Saved entries:
===============

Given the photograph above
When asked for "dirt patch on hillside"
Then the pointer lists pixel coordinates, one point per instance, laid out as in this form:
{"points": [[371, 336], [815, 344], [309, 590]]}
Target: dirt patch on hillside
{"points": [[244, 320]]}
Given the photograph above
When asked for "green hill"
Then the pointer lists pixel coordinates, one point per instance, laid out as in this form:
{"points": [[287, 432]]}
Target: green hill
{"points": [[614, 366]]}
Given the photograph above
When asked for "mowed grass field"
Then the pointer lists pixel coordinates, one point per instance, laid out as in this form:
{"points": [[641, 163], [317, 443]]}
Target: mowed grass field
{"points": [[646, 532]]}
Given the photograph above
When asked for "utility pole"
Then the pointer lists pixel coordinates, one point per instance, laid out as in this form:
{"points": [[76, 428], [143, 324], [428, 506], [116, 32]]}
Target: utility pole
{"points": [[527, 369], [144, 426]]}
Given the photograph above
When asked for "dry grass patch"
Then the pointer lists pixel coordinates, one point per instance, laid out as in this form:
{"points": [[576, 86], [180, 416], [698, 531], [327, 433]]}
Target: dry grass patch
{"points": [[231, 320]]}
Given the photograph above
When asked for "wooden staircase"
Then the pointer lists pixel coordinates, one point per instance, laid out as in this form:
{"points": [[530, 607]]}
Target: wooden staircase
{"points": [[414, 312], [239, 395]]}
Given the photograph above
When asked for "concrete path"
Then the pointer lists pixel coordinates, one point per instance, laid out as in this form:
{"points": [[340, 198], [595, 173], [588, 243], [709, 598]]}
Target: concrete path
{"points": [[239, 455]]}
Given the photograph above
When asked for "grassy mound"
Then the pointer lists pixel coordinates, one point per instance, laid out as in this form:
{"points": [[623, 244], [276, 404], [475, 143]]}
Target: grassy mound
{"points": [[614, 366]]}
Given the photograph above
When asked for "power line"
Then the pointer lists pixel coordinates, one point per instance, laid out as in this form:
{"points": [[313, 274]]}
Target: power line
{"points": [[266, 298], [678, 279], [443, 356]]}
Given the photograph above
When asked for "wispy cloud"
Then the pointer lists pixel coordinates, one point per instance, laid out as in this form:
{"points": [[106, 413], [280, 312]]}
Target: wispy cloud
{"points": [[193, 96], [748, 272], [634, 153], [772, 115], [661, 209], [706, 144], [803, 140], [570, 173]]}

===============

An exact copy of all the records above is needed.

Given the photograph above
When asked for "dirt patch on hillside"
Then the pointer lists pixel coordinates, one point per instance, laid out as in this form:
{"points": [[371, 336], [815, 344], [309, 590]]}
Target: dirt patch on hillside
{"points": [[244, 320]]}
Given the photograph above
When asked for "green hill"
Then the pointer lists pixel coordinates, one point per instance, laid out as in this form:
{"points": [[287, 432]]}
Target: green hill
{"points": [[614, 366]]}
Given the photograph above
When asked for "mowed grass field"
Then the pointer lists pixel coordinates, one point per instance, laid out as in this form:
{"points": [[641, 163], [317, 443]]}
Target: mowed grass field
{"points": [[646, 532]]}
Given the photograph above
When asked for "utility pole"
Then the pointer lists pixel coordinates, one point per instance, laid out as in this form:
{"points": [[76, 428], [143, 324], [428, 506], [116, 32]]}
Target: utility pole
{"points": [[527, 369], [144, 426]]}
Given the photograph above
When asked for "dry grass patch"
Then the pointer lists pixel coordinates, one point per instance, laid out as in this form:
{"points": [[576, 86], [180, 416], [698, 531], [327, 433]]}
Target: dry grass patch
{"points": [[231, 320]]}
Given the photograph above
When asked for "wooden staircase"
Then the pointer lists pixel coordinates, one point per instance, laid out as in this form:
{"points": [[530, 607]]}
Target: wooden staircase
{"points": [[414, 312], [239, 395]]}
Given the photograph above
When asked for "concrete path"
Then the pointer lists pixel coordinates, one point per instance, laid out as in this form:
{"points": [[340, 198], [595, 173], [588, 243], [709, 598]]}
Target: concrete path
{"points": [[239, 455]]}
Given the photograph above
When asked for "grassy mound"
Then the pointer lists pixel coordinates, one point per instance, laid out as in this form:
{"points": [[623, 244], [276, 404], [475, 143]]}
Target: grassy mound
{"points": [[614, 366]]}
Given the photograph above
When asked for "power line"
Then the pointer lists pixel coordinates, one point per instance, laid out as in this form:
{"points": [[313, 274]]}
Target: power line
{"points": [[266, 298], [678, 279], [443, 356]]}
Given the photograph above
When asked for "wispy cloud"
Then the pointer lists pixel coordinates, one point per instance, laid out as in this form:
{"points": [[106, 413], [280, 312]]}
Target: wispy cloud
{"points": [[193, 96], [748, 272], [634, 153], [772, 115], [661, 209], [706, 144], [803, 140], [570, 173]]}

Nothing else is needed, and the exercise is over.